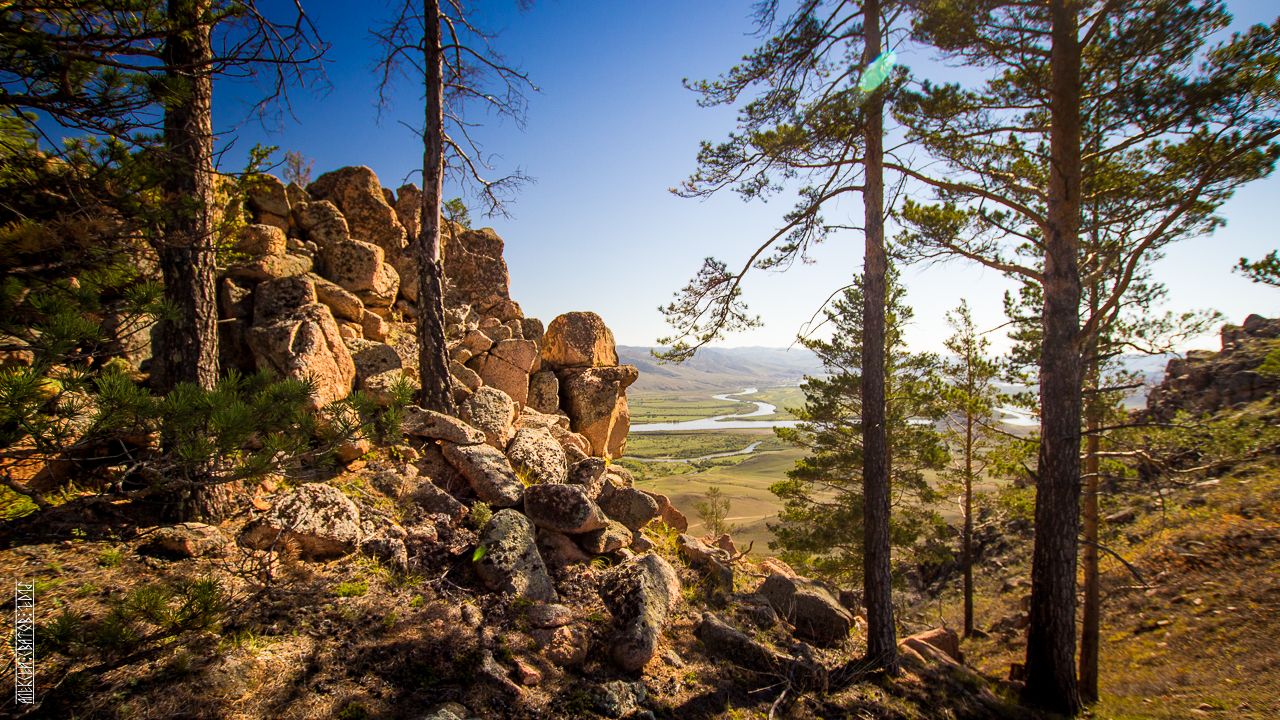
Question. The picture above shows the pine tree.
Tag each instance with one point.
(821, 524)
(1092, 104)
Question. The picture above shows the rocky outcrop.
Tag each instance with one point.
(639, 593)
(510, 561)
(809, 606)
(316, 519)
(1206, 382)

# # # # # # #

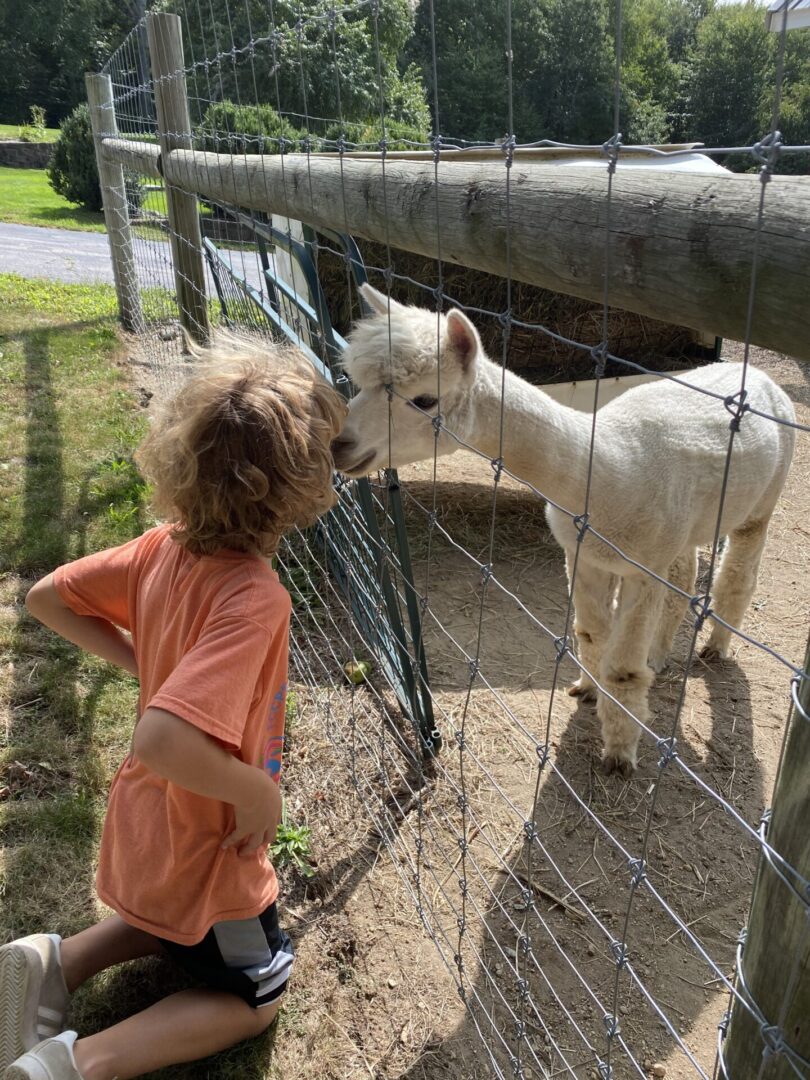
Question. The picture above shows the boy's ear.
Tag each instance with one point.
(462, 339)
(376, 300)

# # # # # # #

## Task objective:
Lines from the entries that contain the word "Question" are what the answer must hold.

## Output:
Question. The picture above shows the pine tree.
Question. The picture above shows the rocky outcrop.
Question. The picture above shows the boy's ear.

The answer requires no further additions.